INSTRUCCIONES -
Continúa el texto de más abajo sobre el Retablo de las Maravillas y el juicio de residencia, empezando después de su última oración.

FRAGMENTO CITADO -
----------

Para los que no conozca la trama del «Retablo de las Maravillas» cervantino, tal vez sea necesario hacer un pequeño resumen:

Este entremés de Miguel de Cervantes encierra una visión crítica de la realidad de la época. Chirinos y Chanfalla, una pareja de pícaros, llegan a un pueblo con la intención de hacer una función con su retablo de las maravillas (una pequeña caja de títeres) y estafar a los espectadores. Hacen creer al gobernador y a las autoridades de la localidad que solo podrán ver las maravillas que suceden dentro del retablo aquellos vecinos que sean cristianos viejos —es decir, que no tengan sangre judía— y que no sean hijos bastardos.

Los vecinos que asisten a la función, y que sonl miembros de la clase alta del pueblo, se sienten presionados por la importancia de las apariencias y por el miedo a hacer el ridículo. En este punto es cuando se desencadena la desternillante trama de la obra. Aunque Chanfalla asegura que salen maravillas del retablo (Sansón, un toro, ratones, leones y hasta osos colmeneros), la realidad es que no está ocurriendo nada. Solo hay una caja de madera vacía, un público expectante y un narrador que pretende estafar a los asistentes con un espectáculo que no existe. Pero las autoridades, por miedo a ser tachadas de hijos ilegítimos o de judíos conversos, fingen y aseguran estar viendo las grandiosas maravillas que les son narradas. En este juego entre la ficción y la realidad, el espectador, consciente de que Chirinos y Chanfalla están timando a los asistentes, autoridades incluidas, se divierte tanto por la situación surrealista como por la crítica de costumbres que supone esta trama.

El desenlace del entremés llega cuando la ficción se convierte en realidad y un militar entra en escena pidiendo alojamiento para sus 30 hombres de armas. Las autoridades, creyendo que se trata de una ilusión más del retablo, no toman en serio al oficial. Éste descubre el engaño y afirma no ver nada dentro del retablo, y acaba siendo tachado de judío converso. Y al sentirse insultado la emprende a espadazos con todos los asistentes.

Asi que, más vale dejarse ya de paripés, de imposturas, de guardar las apariencias y llamar a las cosas por su nombre en lugar de seguirle la corriente a los Chanfallas y Chirinos que nos estafan día tras día en el Retablo de las Maravillas en el que han convertido a España.

¿Alguien se atreve a ponerle el cascabel al gato y a proponer que se reinstaure el «juicio de residencia», para perseguir y frenar la corrupción y disuadir y castigar a los corruptos?

El Juicio de Residencia era propio del derecho castellano, aunque, hay quien afirma que su origen estaba en el derecho romano tardío, fue introducido por Alfonso X el Sabio en las Partidas.

El Juicio de Residencia era un procedimiento para el control de los funcionarios de la Corona española, cuyo objetivo era revisar la conducta de los funcionarios públicos tanto de este lado del Atlántico como de las provincias de ultramar, verificar si las quejas en su contra eran ciertas, la honradez en el desempeño del cargo, y en caso de comprobarse tales faltas se les apartaba o se les imponían sanciones… Eran sometidos a él todos los que hubiesen desempeñado un oficio por delegación de los Monarcas.

----------

EXTRACTO DE DATOS -
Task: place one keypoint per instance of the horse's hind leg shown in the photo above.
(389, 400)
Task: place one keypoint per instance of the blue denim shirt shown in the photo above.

----------

RESULTADO -
Inicialmente se aplicaba sólo a los jueces, que deberían de permanecer en el lugar en el que habían ejercido su cargo durante cincuenta días, para responder a las reclamaciones que le plantearan los ciudadanos que se consideraban perjudicados por ellos.

A partir del año 1308, se someten a él todos los «oficiales» del rey. Se consolidó a partir de Las Cortes de Toledo de 1480, así como en la Pragmática posterior de 1500 . Tenían que someterse a él desde los Virreyes, Gobernadores y capitanes generales hasta corregidores, jueces (oidores y magistrados), alcaldes y otros. Se realizaban al finalizar el mandato para el cual habían sido nombrados, para evitar los abusos y desmanes de los gestores de la administración pública.

El jesuita Pedro Ribadeneyra (1526-1611), uno de los preferidos de S. Ignacio de Loyola, en su «Tratado de la religión y virtudes que debe tener el Príncipe cristiano para gobernar sus estados», expresa, refiriéndose al Juicio de Residencia: “…porque cuando no se oyen las justas quejas de los vasallos contra los gobernadores, además del cargo de conciencia, los mismos gobernadores se hacen más absolutos y los vasallos viendo que no son desagraviados ni oídos entran en desesperación”.   

Los funcionarios públicos, una vez terminado el perido de tiempo para el que habían sido elegidos, no podían abandonar el lugar en el que habían estado ejerciendo sus funciones, hasta haber sido absueltos o condenados. Una parte de su salario se les retenía para garantizar que pagarían las multas si las hubiere.     

Es muy importante prestar atención a esta última condición, ya que, en prevención del resultado del proceso, y en caso de que el funcionario público, o cargo electo, acabara resultando culpable y tuviese que pagar la sanción pecuniaria que le correspondiese, el tribunal sentenciador dispondría de la cantidad de dinero suficiente para satisfacer la pena que se le impusiera.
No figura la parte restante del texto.